Pick up oldest from school. Melt when she wants to make you a birthday card using the colors you chose during a discussion at breakfast. While she works on her card and the middle daughter plays JumpStart Kindergarten, sort blocks with the baby. Cheer loudly when he correctly identifies a shape or color...marvel at how he is learning even though you don't spend nearly as much time working with him as you did the older two. When your oldest presents you with her masterpiece, tell her it's the best card you have ever received...after all, there is nothing sweeter in this world than a card with "I love you, Mommy. You are sweet." scrawled on it in your child's handwriting. When you hug her, she feels hotter than normal. Feel her forehead...it is warm. Take her temp...fever. Read her some books, put her in her jammies, and park her on the couch in front of the TV along with the other two.

Make dinner...salmon, sweet potatoes, and edamame. The one with the fever doesn't want to eat. Check her temp again...it's creeping up. Motrin and back on the couch in front of the TV. Shrug off thoughts about the ills of too much TV...sick days and birthdays are exceptions to the rule. Watch My Little Pony and Jem and the Holograms, regaling the children with stories of how you used to watch these shows when you were little. Give everyone a 1/2 piece of pie for dessert. Hide behind the kitchen counter and devour 2 pieces of pie where no one can see you and demand to know why you get more than them. Ignore the fact that all that pie will only add to the last 5 pounds of baby weight you can't seem to shake.

While cleaning the kitchen, step on a sticky sweet potato peel. Next to the peel is a rather large chunk of someone's pie. Not surprised to find the peel on the floor, but you are shocked that someone didn't go after the dropped pie. Throw it away before you are tempted to eat it and clean brown sweet potato juice off your foot.

Help oldest with her homework..."Write as many sight words as you can in one minute." A perfectionist, she gets easily riled, so try to make it sound as easy and fun as possible. Definitely NOT a contest. Set the timer and let her work in silence. Comfort her when she cries when the timer beeps because she had not written 10 words. There was no word minimum set by the teacher, but unbeknownst to you she had set one for herself. Insist that it is perfectly fine to add one more word to her list even though technically time was up - she had already written nine - and reiterate that it was JUST HOMEWORK.

Read more books to the kids. Rock, cuddle, hug, kiss, sing, and tuck everyone into bed. Tell each thank you for making your birthday so special. Wait patiently while the oldest takes an eternity to arrange her stuffed animals on her bed  - and cries again because she can't figure out where Gabriella the Sock Monkey should go - and listen patiently while the middle child lists reasons why we need three desserts for your birthday. Soak up as many hugs and kisses as each one is willing to give...it's usually a lot.

Sneak downstairs to clean up and wait for your husband who finishes work at 9:00 and then - thanks to you - still has to go to Walmart to pick up birthday presents and a bag of baby carrots (you forgot it was the oldest's turn to bring snack to school tomorrow). Take a moment to thank God for all your blessings...a beautiful family, wonderful friends, a healthy body that has the strength and energy to work hard and play hard each day, all of your needs being met perfectly, His great love, mercy, and grace, and His Son, Jesus Christ. Thank Him for this wonderful day...a day to remember how beautiful your simple, ordinary, everyday life truly is. No fanfare, no presents, no fancy dinners, pampering, or extravagant trips...but a day filled with all that is dear, all that is truly important, and all the moments that make life worth living. It's been a practically perfect day...and you get to do it all over again tomorrow...maybe minus the three slices of pie.

1 comment:

Kristy said...

I love you! This post made me smile and cry all at the same time! I am glad you had such a wonderful birthday and if you ask me...you definitely deserve the piece of pie tomorrow!

Records:
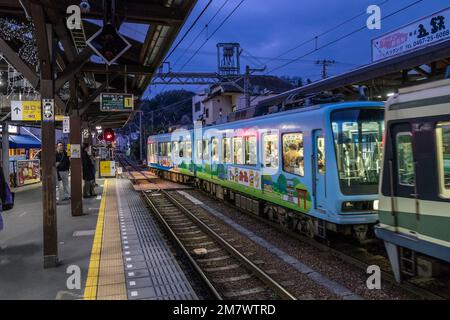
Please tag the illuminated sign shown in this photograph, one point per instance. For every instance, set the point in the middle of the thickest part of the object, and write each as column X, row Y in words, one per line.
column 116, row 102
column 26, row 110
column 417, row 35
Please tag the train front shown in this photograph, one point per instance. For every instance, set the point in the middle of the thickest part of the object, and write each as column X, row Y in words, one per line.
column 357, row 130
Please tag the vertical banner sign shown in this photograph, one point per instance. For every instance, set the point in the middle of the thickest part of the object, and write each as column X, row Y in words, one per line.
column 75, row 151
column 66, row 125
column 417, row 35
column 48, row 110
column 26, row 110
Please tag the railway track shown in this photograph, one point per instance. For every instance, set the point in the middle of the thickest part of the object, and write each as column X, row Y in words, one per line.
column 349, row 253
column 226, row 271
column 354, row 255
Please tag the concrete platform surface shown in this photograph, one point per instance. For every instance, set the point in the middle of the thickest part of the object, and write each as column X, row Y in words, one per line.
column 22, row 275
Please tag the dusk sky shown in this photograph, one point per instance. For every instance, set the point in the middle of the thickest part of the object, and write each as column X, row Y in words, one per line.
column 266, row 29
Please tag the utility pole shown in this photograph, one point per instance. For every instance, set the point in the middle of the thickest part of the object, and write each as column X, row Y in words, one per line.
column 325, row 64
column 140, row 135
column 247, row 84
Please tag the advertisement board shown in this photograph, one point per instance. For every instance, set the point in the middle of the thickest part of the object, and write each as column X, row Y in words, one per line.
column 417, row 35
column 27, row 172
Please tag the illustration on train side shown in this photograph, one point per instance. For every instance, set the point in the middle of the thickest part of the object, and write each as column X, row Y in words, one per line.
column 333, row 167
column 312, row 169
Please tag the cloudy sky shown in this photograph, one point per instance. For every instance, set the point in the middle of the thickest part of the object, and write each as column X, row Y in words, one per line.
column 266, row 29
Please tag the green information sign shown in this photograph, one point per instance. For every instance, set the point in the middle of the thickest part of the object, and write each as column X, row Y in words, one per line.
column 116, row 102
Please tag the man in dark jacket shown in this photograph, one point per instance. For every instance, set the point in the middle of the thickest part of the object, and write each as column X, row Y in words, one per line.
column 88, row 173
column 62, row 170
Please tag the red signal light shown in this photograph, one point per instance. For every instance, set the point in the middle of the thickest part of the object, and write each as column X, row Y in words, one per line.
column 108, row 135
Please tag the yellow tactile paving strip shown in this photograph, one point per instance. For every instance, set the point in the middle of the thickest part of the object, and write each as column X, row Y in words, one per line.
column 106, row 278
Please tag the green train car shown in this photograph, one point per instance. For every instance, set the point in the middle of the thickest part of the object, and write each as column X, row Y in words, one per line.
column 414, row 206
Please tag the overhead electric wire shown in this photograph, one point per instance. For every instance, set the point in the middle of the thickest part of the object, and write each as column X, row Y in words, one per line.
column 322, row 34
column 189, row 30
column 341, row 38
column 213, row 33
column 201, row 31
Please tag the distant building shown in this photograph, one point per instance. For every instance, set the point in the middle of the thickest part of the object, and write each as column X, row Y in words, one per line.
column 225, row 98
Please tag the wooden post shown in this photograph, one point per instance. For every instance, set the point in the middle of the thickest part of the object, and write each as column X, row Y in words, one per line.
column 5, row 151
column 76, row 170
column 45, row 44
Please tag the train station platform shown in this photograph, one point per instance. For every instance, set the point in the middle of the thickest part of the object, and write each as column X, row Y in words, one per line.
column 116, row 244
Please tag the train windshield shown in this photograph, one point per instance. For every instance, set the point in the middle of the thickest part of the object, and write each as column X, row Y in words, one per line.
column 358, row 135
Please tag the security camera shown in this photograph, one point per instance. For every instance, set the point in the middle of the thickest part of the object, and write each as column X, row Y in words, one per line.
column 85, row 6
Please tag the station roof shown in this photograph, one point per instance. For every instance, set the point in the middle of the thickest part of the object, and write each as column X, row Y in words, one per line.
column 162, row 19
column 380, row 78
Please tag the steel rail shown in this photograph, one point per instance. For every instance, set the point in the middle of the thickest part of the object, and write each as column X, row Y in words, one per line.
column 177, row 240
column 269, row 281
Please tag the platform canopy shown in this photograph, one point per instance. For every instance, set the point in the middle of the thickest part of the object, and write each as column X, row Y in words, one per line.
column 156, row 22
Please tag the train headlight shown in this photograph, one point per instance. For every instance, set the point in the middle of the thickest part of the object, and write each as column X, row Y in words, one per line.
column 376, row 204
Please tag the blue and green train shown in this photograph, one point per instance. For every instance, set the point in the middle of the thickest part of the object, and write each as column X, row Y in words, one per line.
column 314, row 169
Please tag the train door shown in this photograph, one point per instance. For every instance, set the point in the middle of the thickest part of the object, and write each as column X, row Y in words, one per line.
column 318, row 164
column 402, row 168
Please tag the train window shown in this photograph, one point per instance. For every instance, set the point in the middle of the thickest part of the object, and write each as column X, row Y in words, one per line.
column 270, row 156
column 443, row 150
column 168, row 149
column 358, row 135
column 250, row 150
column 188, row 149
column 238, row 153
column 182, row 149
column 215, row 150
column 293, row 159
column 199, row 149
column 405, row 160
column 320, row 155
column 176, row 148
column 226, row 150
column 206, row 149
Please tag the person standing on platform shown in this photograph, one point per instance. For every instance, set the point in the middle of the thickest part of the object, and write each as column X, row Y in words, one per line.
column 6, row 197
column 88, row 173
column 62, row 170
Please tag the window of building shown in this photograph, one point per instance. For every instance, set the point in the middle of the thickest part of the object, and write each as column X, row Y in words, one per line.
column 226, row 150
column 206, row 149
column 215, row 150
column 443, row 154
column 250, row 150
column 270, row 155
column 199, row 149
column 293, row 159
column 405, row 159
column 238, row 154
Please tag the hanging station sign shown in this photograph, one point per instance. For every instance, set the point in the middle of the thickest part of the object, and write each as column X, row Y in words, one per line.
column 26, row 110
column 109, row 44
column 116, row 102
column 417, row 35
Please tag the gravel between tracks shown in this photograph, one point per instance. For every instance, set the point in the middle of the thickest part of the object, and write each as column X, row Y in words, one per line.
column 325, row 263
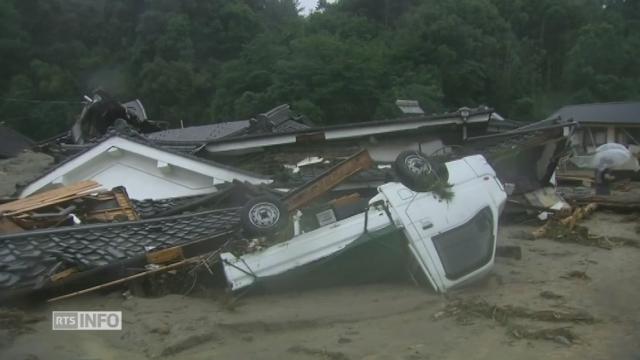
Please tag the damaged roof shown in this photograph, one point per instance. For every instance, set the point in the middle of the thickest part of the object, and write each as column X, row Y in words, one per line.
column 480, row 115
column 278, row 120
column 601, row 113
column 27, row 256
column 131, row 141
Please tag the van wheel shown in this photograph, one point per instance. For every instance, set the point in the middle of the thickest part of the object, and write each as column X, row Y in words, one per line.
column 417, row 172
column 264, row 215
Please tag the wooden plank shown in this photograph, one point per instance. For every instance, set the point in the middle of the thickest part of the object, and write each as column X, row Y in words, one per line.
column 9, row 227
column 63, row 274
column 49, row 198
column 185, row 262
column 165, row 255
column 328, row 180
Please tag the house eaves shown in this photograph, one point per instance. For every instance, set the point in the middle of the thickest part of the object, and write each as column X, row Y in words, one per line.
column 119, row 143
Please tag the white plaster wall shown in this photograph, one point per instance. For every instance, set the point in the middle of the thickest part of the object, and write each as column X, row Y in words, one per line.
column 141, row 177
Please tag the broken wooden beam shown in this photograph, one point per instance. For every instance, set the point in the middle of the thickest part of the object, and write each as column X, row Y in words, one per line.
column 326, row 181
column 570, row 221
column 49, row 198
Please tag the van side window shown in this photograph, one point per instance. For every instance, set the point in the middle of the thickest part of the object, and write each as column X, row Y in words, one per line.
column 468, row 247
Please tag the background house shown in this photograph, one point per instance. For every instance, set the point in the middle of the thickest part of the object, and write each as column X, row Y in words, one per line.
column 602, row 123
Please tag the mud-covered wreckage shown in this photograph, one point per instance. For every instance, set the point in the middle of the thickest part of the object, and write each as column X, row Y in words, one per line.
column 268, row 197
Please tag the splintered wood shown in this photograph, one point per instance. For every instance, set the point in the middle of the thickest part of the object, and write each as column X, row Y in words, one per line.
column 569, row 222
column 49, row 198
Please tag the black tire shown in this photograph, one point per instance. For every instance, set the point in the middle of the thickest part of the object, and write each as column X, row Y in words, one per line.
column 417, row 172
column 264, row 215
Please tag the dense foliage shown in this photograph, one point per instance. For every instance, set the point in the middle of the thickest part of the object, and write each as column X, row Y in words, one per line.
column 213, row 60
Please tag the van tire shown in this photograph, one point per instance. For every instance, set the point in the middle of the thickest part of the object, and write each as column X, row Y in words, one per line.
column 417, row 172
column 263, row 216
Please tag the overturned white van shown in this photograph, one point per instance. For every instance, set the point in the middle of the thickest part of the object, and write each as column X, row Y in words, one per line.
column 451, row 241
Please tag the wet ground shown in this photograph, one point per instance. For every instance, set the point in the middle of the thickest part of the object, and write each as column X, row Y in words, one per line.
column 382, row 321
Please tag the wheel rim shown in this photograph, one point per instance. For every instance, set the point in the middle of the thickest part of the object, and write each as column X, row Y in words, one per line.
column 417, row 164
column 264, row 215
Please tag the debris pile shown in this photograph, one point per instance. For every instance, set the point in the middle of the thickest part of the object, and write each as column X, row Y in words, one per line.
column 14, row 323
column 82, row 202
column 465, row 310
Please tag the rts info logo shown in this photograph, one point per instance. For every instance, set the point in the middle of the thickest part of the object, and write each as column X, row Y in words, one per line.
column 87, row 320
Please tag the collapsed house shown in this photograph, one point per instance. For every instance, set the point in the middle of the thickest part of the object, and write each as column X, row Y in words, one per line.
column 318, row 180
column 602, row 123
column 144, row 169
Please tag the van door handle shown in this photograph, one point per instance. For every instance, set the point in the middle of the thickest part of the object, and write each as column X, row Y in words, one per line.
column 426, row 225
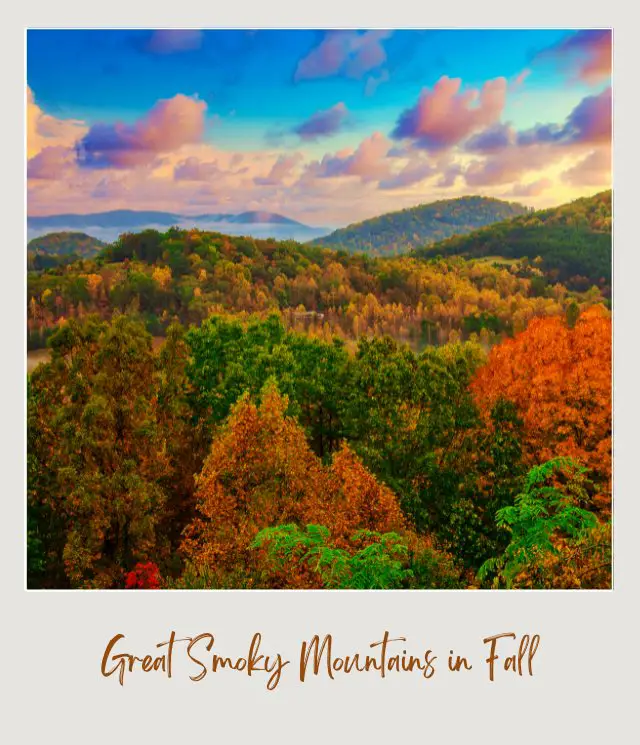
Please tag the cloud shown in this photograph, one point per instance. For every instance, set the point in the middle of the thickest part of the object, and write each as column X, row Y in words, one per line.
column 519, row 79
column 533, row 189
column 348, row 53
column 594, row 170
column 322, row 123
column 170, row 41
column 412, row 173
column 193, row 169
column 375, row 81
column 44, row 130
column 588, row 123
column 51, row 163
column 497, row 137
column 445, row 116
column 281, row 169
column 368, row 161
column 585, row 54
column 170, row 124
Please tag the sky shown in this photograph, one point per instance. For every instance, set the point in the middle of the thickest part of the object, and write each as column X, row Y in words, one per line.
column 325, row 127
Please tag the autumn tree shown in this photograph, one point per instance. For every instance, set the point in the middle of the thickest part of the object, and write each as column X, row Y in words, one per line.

What you should do:
In the birthday post above, write out word for word the part from "Help oldest with" to "was JUST HOMEWORK.".

Exercise result:
Help oldest with her homework..."Write as many sight words as you can in one minute." A perfectionist, she gets easily riled, so try to make it sound as easy and fun as possible. Definitely NOT a contest. Set the timer and let her work in silence. Comfort her when she cries when the timer beeps because she had not written 10 words. There was no word minimum set by the teacher, but unbeknownst to you she had set one for herself. Insist that it is perfectly fine to add one more word to her list even though technically time was up - she had already written nine - and reiterate that it was JUST HOMEWORK.